## THE TASK
Each line below is to be copied out exactly, and none may be omitted.

·····

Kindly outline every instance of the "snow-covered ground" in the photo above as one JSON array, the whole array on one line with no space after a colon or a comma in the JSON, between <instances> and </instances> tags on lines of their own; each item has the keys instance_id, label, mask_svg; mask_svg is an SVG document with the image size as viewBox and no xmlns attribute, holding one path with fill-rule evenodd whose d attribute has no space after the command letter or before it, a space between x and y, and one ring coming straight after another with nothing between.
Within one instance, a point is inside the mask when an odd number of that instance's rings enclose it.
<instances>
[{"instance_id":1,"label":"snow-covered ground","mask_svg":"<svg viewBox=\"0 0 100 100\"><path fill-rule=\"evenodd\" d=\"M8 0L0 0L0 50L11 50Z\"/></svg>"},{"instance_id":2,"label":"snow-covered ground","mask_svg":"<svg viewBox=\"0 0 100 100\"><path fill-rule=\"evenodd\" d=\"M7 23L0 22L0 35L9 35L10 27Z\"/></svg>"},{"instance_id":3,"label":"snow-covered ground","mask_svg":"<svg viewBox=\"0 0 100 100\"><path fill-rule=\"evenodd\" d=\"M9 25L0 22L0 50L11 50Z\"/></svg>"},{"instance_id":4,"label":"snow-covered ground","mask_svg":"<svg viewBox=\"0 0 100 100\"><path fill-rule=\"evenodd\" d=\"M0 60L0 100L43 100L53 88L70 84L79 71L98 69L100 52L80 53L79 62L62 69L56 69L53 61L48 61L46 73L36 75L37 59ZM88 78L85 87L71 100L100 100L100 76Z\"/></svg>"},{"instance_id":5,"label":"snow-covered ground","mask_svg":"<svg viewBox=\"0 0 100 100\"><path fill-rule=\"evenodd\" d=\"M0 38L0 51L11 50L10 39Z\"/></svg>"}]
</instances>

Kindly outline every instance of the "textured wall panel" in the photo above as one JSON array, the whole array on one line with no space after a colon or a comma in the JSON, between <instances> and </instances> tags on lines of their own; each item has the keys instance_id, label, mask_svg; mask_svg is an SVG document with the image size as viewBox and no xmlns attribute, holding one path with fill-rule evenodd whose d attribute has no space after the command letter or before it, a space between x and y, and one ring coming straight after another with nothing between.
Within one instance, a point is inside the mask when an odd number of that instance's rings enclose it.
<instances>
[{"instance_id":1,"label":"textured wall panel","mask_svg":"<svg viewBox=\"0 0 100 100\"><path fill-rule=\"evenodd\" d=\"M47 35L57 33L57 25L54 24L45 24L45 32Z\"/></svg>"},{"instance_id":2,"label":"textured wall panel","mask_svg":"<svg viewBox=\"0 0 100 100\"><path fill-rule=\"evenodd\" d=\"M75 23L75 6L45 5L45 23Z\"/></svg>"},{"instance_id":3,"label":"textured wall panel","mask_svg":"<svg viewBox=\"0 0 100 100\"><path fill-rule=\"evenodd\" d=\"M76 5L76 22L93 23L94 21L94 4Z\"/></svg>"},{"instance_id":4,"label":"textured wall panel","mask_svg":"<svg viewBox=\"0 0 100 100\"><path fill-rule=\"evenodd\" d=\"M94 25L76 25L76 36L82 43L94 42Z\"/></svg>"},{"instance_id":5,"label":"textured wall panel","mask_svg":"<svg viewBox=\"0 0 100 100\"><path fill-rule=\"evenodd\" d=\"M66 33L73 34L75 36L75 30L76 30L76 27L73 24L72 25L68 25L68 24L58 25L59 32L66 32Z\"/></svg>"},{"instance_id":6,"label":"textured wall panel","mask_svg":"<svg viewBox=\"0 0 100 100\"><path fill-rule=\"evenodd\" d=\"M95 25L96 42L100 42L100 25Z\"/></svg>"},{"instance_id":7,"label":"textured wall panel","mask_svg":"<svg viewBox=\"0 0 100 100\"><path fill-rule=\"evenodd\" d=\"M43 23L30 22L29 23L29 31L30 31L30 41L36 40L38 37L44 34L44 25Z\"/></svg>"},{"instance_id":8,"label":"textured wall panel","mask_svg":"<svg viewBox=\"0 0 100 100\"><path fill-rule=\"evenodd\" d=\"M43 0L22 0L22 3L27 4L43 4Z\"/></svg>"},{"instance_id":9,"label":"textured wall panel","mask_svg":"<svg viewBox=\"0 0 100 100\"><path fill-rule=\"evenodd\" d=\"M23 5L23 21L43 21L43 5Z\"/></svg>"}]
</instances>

·····

## TASK RESPONSE
Kindly outline every instance of the "snow-covered ground" in the photo above as one JSON array, the whole array on one line with no space after a colon or a comma in the JSON, between <instances> and </instances> tags on lines of their own; each item has the keys instance_id, label, mask_svg; mask_svg is an SVG document with the image size as viewBox and no xmlns attribute, holding one path with fill-rule evenodd whose d attribute has no space after the command letter or before it, a space between x and y, and one ring coming straight after another with nothing between.
Within one instance, a point is inside the mask when an odd number of that instance's rings enclose it.
<instances>
[{"instance_id":1,"label":"snow-covered ground","mask_svg":"<svg viewBox=\"0 0 100 100\"><path fill-rule=\"evenodd\" d=\"M8 0L0 0L0 50L11 50Z\"/></svg>"},{"instance_id":2,"label":"snow-covered ground","mask_svg":"<svg viewBox=\"0 0 100 100\"><path fill-rule=\"evenodd\" d=\"M7 23L0 22L0 35L9 35L10 27Z\"/></svg>"},{"instance_id":3,"label":"snow-covered ground","mask_svg":"<svg viewBox=\"0 0 100 100\"><path fill-rule=\"evenodd\" d=\"M9 25L0 22L0 50L11 50Z\"/></svg>"},{"instance_id":4,"label":"snow-covered ground","mask_svg":"<svg viewBox=\"0 0 100 100\"><path fill-rule=\"evenodd\" d=\"M0 60L0 100L43 100L53 88L70 84L79 71L98 69L100 52L80 53L79 62L62 69L56 69L53 61L48 61L46 73L36 75L37 59ZM88 78L85 87L71 100L100 100L100 76Z\"/></svg>"},{"instance_id":5,"label":"snow-covered ground","mask_svg":"<svg viewBox=\"0 0 100 100\"><path fill-rule=\"evenodd\" d=\"M0 38L0 51L11 50L10 39Z\"/></svg>"}]
</instances>

Kindly outline every instance of the "textured wall panel" in the photo above as one JSON array, the whole array on one line with no space after a colon or a comma in the JSON, between <instances> and </instances> tags on lines of their own; each item has the keys instance_id, label, mask_svg; mask_svg is an SVG document with the image size as viewBox and no xmlns attribute, holding one path with fill-rule evenodd whose d attribute has no space after the command letter or before it, a space between x and y, and one ring coming straight after another with nothing between.
Within one instance, a point is inside the mask when an odd number of that instance's rings enclose it.
<instances>
[{"instance_id":1,"label":"textured wall panel","mask_svg":"<svg viewBox=\"0 0 100 100\"><path fill-rule=\"evenodd\" d=\"M47 35L57 33L57 25L54 24L45 24L45 32Z\"/></svg>"},{"instance_id":2,"label":"textured wall panel","mask_svg":"<svg viewBox=\"0 0 100 100\"><path fill-rule=\"evenodd\" d=\"M75 23L75 6L45 5L45 23Z\"/></svg>"},{"instance_id":3,"label":"textured wall panel","mask_svg":"<svg viewBox=\"0 0 100 100\"><path fill-rule=\"evenodd\" d=\"M76 5L76 22L93 23L94 21L94 4Z\"/></svg>"},{"instance_id":4,"label":"textured wall panel","mask_svg":"<svg viewBox=\"0 0 100 100\"><path fill-rule=\"evenodd\" d=\"M94 25L76 25L76 36L82 43L94 42Z\"/></svg>"},{"instance_id":5,"label":"textured wall panel","mask_svg":"<svg viewBox=\"0 0 100 100\"><path fill-rule=\"evenodd\" d=\"M66 33L73 34L75 36L75 30L76 30L76 27L73 24L72 25L68 25L68 24L58 25L59 32L66 32Z\"/></svg>"},{"instance_id":6,"label":"textured wall panel","mask_svg":"<svg viewBox=\"0 0 100 100\"><path fill-rule=\"evenodd\" d=\"M95 25L96 42L100 42L100 25Z\"/></svg>"},{"instance_id":7,"label":"textured wall panel","mask_svg":"<svg viewBox=\"0 0 100 100\"><path fill-rule=\"evenodd\" d=\"M43 23L30 22L29 23L29 31L30 31L30 41L36 40L38 37L44 34L44 25Z\"/></svg>"},{"instance_id":8,"label":"textured wall panel","mask_svg":"<svg viewBox=\"0 0 100 100\"><path fill-rule=\"evenodd\" d=\"M43 0L22 0L22 3L27 4L43 4Z\"/></svg>"},{"instance_id":9,"label":"textured wall panel","mask_svg":"<svg viewBox=\"0 0 100 100\"><path fill-rule=\"evenodd\" d=\"M23 5L23 21L43 21L43 5Z\"/></svg>"}]
</instances>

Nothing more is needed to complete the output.